■ **Materials provided**
<<<<

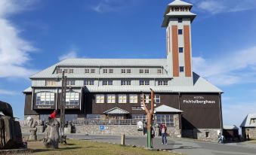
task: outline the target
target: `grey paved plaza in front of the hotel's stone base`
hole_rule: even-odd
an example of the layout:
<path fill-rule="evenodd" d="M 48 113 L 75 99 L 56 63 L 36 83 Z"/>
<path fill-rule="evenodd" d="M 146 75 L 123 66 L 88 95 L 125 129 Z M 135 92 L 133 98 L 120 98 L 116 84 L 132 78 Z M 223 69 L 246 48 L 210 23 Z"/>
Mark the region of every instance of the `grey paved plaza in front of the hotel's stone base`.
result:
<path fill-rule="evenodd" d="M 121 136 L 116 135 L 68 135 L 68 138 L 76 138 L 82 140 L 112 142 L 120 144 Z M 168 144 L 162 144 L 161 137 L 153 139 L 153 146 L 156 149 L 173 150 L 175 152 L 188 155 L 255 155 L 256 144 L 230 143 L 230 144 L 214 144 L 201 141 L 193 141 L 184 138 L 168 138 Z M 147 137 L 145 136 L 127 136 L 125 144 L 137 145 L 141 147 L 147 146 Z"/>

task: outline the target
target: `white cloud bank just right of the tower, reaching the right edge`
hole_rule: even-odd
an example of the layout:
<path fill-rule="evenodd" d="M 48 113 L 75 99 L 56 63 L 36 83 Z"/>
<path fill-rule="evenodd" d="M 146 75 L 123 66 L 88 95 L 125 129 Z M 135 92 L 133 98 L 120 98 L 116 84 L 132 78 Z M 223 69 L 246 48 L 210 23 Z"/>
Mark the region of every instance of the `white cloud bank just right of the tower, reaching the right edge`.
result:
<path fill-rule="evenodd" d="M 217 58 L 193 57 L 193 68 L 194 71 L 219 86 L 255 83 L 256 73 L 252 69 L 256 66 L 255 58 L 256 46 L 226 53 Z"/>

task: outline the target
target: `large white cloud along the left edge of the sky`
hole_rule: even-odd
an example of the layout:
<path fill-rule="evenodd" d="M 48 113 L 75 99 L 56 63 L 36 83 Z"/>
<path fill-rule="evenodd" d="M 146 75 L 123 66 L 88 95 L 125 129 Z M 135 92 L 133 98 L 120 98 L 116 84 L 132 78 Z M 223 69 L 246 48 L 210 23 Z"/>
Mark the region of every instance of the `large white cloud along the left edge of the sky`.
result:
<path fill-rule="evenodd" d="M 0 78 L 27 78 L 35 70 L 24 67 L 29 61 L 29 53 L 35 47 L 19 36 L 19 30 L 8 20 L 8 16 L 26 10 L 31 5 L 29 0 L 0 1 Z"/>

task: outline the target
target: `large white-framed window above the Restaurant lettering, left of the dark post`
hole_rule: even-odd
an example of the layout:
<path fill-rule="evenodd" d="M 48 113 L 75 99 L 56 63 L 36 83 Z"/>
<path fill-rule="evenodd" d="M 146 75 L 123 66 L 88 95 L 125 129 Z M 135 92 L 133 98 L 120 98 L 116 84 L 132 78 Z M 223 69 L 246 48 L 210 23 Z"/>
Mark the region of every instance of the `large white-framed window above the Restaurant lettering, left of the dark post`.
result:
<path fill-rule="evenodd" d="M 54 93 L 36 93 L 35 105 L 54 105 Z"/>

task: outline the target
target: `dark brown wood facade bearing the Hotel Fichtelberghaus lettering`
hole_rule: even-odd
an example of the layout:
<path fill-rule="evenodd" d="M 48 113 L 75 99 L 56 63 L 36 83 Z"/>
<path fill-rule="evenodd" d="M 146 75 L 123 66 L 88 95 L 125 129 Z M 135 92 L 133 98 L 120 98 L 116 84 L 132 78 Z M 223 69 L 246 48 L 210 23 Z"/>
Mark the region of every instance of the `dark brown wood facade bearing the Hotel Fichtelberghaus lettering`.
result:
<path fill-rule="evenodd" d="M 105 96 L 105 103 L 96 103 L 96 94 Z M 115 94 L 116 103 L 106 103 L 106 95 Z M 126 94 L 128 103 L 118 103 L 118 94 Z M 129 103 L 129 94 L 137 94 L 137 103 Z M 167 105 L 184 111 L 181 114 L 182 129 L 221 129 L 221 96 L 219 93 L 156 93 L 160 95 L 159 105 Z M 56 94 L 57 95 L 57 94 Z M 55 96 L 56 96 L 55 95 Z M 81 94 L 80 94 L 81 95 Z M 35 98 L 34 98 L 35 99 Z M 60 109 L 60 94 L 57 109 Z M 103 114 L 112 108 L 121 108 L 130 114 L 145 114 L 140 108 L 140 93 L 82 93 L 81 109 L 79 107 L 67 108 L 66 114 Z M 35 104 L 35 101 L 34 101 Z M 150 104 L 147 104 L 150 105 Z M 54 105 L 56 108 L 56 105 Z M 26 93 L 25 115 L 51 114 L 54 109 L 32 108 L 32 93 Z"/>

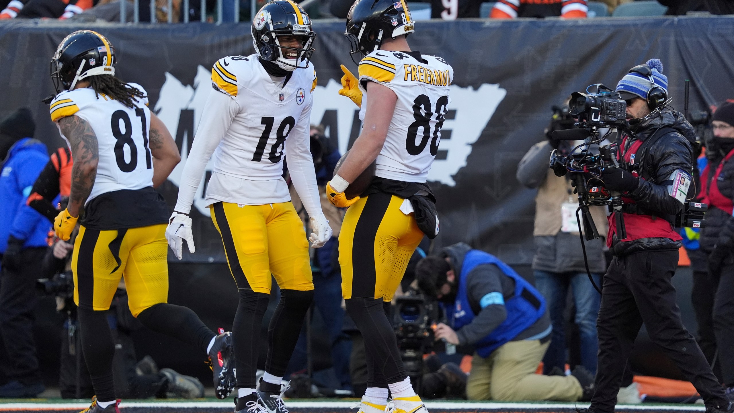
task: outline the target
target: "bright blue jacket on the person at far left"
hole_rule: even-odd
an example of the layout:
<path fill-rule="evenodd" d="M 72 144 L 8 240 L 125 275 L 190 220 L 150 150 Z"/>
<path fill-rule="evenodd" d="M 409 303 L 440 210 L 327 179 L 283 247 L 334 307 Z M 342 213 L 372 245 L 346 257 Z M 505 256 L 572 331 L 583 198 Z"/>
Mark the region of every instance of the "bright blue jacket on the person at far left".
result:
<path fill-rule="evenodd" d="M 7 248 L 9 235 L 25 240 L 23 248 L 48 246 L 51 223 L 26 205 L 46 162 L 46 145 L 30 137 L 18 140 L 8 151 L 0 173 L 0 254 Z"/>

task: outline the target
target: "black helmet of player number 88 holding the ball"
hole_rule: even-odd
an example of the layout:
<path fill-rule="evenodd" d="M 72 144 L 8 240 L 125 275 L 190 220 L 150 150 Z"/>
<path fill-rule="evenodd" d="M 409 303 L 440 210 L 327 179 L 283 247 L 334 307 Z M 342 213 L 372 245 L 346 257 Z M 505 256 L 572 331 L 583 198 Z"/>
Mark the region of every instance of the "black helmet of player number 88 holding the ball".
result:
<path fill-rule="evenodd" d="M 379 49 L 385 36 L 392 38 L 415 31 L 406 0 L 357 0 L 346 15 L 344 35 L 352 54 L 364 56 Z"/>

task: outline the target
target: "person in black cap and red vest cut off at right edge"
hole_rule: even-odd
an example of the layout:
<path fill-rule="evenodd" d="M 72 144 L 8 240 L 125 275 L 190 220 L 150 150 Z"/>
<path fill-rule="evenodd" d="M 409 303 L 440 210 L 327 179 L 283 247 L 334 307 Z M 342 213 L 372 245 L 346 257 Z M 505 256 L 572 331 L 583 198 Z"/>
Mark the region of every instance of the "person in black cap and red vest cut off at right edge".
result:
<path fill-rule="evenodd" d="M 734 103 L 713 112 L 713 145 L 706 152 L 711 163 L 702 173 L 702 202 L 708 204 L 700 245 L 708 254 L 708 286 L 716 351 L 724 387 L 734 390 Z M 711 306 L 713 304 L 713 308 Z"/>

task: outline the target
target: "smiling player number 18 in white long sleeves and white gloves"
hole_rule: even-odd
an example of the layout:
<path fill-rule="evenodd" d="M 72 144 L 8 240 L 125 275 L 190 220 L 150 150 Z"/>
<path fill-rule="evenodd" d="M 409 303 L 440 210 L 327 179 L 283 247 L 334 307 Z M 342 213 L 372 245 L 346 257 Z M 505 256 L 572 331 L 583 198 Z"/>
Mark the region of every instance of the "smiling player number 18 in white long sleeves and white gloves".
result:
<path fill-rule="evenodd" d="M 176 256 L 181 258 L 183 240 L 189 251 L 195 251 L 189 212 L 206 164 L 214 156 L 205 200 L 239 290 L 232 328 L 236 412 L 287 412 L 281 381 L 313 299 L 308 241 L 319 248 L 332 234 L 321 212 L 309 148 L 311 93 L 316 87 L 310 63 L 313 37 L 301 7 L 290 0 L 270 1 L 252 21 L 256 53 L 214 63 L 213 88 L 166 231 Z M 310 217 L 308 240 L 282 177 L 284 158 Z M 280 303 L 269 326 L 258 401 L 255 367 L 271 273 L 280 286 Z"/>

>>>>
<<<<

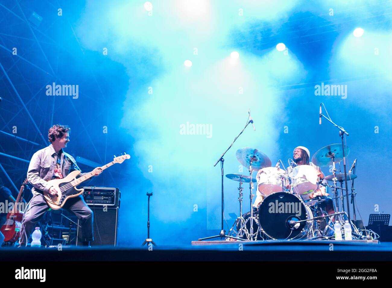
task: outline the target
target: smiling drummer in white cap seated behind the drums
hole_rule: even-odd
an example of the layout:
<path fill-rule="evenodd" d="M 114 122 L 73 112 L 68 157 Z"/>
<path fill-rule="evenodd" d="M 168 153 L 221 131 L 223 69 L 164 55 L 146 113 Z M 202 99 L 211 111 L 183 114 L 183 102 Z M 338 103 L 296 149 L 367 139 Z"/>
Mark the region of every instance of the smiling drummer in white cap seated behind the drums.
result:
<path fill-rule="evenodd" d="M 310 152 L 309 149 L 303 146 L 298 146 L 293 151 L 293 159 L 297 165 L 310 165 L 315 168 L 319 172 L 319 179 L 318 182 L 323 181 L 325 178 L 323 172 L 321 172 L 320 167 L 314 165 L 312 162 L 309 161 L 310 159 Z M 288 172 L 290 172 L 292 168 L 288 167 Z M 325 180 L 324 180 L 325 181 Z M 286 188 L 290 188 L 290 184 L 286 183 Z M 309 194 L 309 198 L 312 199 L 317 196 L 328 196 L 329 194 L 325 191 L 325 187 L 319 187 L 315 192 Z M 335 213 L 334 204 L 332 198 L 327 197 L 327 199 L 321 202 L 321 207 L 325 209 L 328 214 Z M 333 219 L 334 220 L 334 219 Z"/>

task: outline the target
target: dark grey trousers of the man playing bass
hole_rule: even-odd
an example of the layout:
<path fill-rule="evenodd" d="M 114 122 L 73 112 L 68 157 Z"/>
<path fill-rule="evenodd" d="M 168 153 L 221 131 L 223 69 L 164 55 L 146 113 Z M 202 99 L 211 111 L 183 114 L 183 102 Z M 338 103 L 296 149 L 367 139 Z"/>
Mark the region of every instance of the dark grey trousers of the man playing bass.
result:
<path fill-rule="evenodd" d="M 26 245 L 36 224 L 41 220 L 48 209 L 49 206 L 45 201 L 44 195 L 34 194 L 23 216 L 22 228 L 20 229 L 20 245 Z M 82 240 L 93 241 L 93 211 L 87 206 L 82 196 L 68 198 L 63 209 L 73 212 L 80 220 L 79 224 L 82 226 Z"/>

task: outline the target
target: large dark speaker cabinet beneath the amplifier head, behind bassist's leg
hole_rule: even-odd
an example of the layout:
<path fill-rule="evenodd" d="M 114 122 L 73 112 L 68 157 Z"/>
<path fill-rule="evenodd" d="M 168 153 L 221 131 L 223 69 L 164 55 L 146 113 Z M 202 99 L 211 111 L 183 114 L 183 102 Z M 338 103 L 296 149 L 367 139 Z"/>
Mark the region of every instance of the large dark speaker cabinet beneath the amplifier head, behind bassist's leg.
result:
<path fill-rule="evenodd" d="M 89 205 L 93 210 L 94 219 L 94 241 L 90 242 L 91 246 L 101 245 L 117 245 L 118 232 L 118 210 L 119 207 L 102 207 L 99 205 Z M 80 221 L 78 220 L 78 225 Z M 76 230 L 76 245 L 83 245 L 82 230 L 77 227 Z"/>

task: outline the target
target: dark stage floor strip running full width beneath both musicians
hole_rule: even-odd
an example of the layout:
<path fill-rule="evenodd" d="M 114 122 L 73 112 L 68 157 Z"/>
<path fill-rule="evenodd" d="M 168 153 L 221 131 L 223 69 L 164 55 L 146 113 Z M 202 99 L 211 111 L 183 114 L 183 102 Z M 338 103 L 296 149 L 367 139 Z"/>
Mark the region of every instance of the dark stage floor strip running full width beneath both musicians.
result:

>>>>
<<<<

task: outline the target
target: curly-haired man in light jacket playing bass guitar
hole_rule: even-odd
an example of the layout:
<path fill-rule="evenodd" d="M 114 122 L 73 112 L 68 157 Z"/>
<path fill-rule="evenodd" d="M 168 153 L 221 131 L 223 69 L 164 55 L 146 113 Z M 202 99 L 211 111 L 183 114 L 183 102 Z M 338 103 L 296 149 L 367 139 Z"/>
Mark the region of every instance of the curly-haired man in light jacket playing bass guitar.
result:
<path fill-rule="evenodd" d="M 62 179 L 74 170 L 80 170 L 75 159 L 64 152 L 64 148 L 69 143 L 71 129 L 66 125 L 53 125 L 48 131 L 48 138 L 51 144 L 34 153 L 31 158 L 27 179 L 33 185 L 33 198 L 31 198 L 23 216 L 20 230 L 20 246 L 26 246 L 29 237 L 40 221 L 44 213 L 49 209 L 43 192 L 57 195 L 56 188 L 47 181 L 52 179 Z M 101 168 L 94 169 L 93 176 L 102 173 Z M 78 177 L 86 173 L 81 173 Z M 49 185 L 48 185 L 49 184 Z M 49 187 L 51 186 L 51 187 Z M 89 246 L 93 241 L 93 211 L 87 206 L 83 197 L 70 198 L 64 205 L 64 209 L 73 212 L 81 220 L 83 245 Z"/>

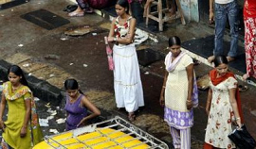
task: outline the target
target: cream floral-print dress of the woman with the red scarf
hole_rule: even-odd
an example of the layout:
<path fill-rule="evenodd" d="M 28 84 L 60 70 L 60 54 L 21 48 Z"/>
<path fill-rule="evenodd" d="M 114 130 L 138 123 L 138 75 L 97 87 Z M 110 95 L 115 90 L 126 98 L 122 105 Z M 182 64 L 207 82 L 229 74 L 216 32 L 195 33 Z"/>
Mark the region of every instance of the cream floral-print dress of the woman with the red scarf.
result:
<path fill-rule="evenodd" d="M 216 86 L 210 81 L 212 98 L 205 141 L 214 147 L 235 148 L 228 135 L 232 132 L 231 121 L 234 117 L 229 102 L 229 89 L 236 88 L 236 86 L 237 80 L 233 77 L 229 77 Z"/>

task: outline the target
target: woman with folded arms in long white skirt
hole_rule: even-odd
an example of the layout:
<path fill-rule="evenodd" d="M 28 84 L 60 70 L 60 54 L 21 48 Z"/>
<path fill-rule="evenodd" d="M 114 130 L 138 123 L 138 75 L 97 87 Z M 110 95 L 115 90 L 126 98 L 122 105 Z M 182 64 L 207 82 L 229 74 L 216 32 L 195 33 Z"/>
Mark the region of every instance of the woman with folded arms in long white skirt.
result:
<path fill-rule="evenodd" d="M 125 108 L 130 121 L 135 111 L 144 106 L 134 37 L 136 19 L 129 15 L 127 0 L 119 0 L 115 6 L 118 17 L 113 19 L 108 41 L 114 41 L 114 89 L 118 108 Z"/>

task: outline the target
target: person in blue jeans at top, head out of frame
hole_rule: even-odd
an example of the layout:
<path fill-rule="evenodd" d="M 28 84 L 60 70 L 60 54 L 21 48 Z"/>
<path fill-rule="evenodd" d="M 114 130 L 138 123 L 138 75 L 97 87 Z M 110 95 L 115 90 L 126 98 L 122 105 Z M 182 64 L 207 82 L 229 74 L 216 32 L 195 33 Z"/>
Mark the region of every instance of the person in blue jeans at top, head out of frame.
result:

>>>>

■ **About this exercise**
Go through the listing and copy each line that includes the string "player".

■ **Written solution**
target: "black helmet of player number 88 holding the ball"
Mark the region of every instance of the "black helmet of player number 88 holding the ball".
target: "smiling player number 18 in white long sleeves and white gloves"
Mark the region of every instance of the "smiling player number 18 in white long sleeves and white gloves".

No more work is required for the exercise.